**Data for the task:**
━━━━━━━━━━━━━━━━

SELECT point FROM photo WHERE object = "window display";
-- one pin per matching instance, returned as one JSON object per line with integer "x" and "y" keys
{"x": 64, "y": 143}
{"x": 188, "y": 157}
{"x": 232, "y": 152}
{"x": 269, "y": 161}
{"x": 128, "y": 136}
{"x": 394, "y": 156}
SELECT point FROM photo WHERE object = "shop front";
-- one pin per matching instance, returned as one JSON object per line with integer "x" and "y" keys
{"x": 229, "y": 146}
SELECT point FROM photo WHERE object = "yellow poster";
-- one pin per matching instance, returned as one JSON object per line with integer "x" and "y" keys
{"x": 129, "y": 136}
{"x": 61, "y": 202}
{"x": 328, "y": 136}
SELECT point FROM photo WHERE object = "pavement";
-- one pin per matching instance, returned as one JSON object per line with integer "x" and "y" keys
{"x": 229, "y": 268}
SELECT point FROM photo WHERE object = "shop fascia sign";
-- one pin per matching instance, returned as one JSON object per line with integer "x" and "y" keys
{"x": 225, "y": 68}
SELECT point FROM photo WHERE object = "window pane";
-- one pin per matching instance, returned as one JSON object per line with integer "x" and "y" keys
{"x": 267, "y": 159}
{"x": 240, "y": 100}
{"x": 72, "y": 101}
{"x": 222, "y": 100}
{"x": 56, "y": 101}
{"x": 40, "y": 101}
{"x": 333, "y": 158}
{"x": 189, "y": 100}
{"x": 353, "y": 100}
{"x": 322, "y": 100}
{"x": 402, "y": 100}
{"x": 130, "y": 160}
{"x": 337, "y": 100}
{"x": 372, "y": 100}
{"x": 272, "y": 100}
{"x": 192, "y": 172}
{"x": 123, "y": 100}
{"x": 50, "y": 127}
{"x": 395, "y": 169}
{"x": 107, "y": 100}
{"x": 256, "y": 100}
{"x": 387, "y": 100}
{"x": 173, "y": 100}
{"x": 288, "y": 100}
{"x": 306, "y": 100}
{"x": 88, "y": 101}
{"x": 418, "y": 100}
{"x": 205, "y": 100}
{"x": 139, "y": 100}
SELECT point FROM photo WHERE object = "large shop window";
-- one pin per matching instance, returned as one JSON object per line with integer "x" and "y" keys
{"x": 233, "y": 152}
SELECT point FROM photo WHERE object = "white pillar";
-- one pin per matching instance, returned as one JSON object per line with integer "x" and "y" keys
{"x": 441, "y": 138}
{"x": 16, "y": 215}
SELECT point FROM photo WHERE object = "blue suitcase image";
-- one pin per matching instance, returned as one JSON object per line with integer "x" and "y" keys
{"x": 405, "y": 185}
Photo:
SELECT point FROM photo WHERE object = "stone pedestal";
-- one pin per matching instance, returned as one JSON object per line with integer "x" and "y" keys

━━━━━━━━━━━━━━━━

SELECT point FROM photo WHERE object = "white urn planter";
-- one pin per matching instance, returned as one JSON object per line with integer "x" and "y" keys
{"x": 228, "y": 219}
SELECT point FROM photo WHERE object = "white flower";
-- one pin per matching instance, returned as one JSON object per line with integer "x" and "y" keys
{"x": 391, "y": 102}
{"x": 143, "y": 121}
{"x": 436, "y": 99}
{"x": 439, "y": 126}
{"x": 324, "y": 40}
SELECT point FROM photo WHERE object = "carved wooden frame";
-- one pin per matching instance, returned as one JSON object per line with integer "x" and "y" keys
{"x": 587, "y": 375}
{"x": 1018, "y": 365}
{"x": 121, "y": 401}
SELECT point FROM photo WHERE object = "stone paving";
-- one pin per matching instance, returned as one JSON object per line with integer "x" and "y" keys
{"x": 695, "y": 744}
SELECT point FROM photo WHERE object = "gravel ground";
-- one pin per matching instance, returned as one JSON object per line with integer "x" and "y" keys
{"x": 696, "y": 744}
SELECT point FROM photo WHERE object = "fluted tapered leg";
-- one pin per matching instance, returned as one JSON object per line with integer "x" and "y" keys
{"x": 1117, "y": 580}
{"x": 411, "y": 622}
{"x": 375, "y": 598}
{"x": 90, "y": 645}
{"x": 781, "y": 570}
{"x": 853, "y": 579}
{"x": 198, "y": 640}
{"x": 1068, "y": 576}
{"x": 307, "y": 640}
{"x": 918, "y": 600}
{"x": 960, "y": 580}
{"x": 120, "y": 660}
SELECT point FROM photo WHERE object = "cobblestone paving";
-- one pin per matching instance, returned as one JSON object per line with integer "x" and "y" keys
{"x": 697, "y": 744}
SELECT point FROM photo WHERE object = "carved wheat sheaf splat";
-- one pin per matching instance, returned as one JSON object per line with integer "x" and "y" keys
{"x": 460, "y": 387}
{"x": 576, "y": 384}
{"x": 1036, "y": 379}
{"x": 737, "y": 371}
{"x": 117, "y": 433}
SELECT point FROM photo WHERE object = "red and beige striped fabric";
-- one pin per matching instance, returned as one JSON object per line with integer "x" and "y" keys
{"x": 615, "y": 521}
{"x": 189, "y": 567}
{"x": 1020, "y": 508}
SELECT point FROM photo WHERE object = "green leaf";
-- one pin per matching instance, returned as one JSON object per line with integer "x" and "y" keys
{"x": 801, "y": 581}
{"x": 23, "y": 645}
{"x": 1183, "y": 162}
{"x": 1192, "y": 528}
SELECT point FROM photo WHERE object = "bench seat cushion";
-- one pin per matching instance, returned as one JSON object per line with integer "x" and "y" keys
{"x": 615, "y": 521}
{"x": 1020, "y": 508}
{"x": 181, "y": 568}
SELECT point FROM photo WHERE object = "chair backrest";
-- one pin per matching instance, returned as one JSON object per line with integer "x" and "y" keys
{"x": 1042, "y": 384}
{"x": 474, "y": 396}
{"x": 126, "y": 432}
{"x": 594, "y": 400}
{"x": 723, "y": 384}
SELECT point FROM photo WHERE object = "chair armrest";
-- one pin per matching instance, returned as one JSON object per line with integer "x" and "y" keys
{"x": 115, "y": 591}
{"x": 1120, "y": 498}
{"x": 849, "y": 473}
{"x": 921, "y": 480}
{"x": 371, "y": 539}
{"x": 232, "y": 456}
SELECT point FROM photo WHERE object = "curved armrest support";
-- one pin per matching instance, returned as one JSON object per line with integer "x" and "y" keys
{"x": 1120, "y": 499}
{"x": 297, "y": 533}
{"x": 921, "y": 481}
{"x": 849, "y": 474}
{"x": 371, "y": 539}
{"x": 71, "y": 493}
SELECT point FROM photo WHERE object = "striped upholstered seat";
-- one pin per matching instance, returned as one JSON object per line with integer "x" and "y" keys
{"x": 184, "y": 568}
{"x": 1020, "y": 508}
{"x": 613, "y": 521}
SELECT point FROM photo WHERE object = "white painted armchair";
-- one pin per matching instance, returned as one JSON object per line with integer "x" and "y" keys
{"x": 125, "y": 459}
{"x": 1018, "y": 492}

━━━━━━━━━━━━━━━━

**Written exercise:**
Count the lines in the two blocks above that contain the word "seat", treating uppercase and lowercase as different, and give only the number.

**Finished answer:**
2